▸ **TO DO**
• A. Duplicate the part of the Mosul article starting at "Col. Steve Warren, the" and ending at "since June 2014.".
• B. According to the Mosul article, how long does basic training take?
• C. Take the article on preparations to retake Mosul further, continuing from its final sentence.

▸ **EXTRACT**
"""
The United States-led coalition against the Islamic State is currently helping the Iraqi Security Forces put together the force that will try to retake the city of Mosul, a spokesman said Friday.
Col. Steve Warren, the spokesman for Operation Inherent Resolve, made the announcement while addressing a news briefing in Washington. He was speaking via video link from Baghdad.
Warren told reporters it would still be “many months” before the Iraqi Security Forces began their campaign to recapture Mosul, which the Islamic State has occupied since June 2014.
“Right now our focus is ‘Let’s start training some brigades. Let’s start building some combat power. Let’s continue to train some police and start building up some combat power,’” he said.
Mosul is the capital of Nineveh province in northern Iraq and is one of the nation’s largest cities.
Warren told reporters the coalition still needs to assemble approximately 10 brigades, consisting of some 2,000 to 3,000 people in all, and wanted to first place them through additional training.
A basic training process takes eight weeks, Warren told reporters, with supplemental options for people like medics or snipers. But the number of troops that can be trained at once has varied.
“Over the last month or so, we’ve gotten about 900 police officers and roughly two brigades through training,” Warren told reporters. “This was the most graduates that we’ve had in a month. There’s been weeks or months where it’s been significantly less.”
He said the coalition has trained about 20,000 members of the Iraqi Security Forces, including police and tribal fighters. But he said even the ones who helped secure a key victory at Ramadi, a city that had been under Islamic State control, should receive additional training before Mosul.
"""
[Natural-language descriptions of regions]
"""
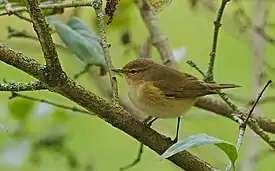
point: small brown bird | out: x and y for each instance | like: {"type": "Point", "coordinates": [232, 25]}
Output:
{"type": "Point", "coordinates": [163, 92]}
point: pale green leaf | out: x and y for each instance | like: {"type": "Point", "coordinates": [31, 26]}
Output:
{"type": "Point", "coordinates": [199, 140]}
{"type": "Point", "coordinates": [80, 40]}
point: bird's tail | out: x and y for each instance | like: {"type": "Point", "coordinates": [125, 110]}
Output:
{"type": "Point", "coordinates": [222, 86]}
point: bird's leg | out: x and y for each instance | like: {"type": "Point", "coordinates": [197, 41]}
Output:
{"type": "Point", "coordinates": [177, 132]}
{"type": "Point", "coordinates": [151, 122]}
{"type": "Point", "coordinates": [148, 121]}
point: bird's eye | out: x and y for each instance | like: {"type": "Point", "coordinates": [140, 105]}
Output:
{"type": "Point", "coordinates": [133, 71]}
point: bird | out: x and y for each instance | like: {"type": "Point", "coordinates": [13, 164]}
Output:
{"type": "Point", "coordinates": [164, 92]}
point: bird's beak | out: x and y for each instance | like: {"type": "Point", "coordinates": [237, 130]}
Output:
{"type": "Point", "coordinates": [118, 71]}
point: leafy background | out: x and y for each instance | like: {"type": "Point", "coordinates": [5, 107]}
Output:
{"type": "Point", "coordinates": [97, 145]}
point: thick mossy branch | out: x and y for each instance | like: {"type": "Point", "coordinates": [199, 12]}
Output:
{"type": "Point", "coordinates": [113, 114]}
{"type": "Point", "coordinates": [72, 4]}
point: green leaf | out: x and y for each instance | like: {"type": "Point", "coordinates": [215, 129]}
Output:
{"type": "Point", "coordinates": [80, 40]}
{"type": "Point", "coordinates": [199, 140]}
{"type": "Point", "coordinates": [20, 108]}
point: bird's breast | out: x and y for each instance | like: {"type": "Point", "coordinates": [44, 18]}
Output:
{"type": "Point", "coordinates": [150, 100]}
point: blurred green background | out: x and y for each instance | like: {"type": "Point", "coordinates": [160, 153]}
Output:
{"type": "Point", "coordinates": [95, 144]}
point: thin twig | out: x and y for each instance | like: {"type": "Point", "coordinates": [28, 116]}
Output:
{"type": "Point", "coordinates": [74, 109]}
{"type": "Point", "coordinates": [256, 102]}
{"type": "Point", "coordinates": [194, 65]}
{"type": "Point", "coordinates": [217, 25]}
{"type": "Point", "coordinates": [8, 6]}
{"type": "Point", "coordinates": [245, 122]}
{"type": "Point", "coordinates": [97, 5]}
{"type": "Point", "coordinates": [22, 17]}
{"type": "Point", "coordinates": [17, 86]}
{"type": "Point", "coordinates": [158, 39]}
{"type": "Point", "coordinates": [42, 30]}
"""
"""
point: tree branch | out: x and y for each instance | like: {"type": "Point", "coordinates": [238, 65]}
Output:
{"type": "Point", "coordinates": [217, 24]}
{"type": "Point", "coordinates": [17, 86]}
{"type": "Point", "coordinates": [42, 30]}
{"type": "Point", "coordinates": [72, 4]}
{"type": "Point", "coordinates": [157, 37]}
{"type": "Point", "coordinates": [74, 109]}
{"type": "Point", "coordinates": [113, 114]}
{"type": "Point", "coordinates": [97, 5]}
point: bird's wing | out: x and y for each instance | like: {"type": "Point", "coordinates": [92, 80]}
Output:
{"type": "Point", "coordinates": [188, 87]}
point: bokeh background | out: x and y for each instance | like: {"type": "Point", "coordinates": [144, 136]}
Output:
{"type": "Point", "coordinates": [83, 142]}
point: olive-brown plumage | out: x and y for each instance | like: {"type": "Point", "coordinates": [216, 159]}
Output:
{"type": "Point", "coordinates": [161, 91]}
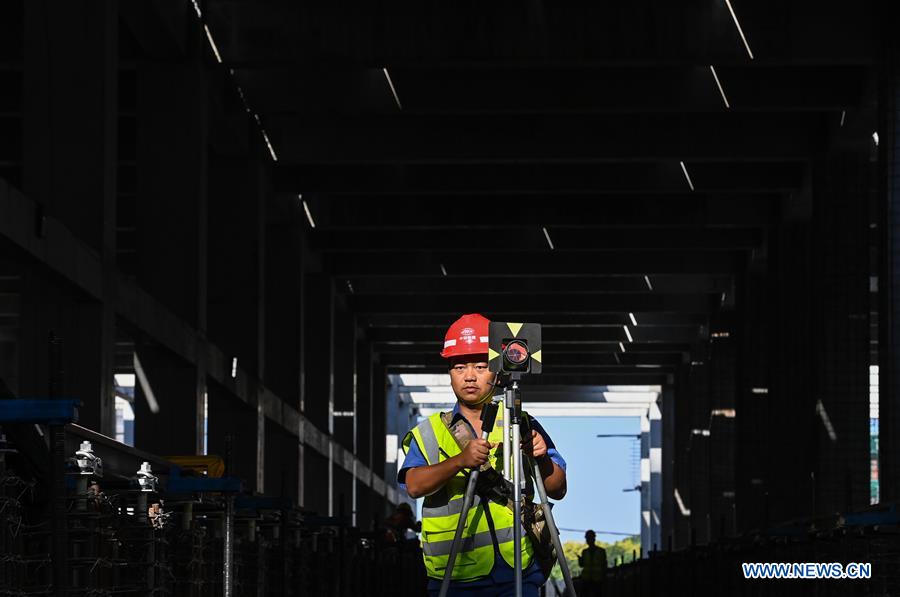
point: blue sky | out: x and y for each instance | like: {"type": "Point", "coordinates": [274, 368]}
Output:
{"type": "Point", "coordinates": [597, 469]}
"""
▸ **ANSWERS FOR THIS EXERCISE**
• A.
Col. Steve Warren, the spokesman for Operation Inherent Resolve, made the announcement while addressing a news briefing in Washington. He was speaking via video link from Baghdad.
Warren told reporters it would still be “many months” before the Iraqi Security Forces began their campaign to recapture Mosul, which the Islamic State has occupied since June 2014.

• B. Eight weeks.

• C.
“We believe that all of the forces that we’ve already trained and run through Ramadi are certainly capable of moving to Mosul, but we have made a decision that we want to run them through another cycle of training,” Warren told reporters. “Are they trained? Yes. Could they go to Mosul now? Yes. But we would prefer to give them additional training before they go.”
Ramadi, the capital of Anbar province, was captured by the Islamic State last year.
Iraqi officials announced that the military had raised the nation’s flag over a key government complex in Ramadi late in December, and forces have been working to secure outlying parts of the city ever since. On Friday, Warren told reporters that those efforts were continuing.
Warren also told reporters the coalition launched 676 airstrikes against the Islamic State in January, 522 of them in Iraq and 154 in Syria. Most of them were concentrated near Ramadi, Mosul and Raqqa, the Syrian city which the Islamic State considers its capital.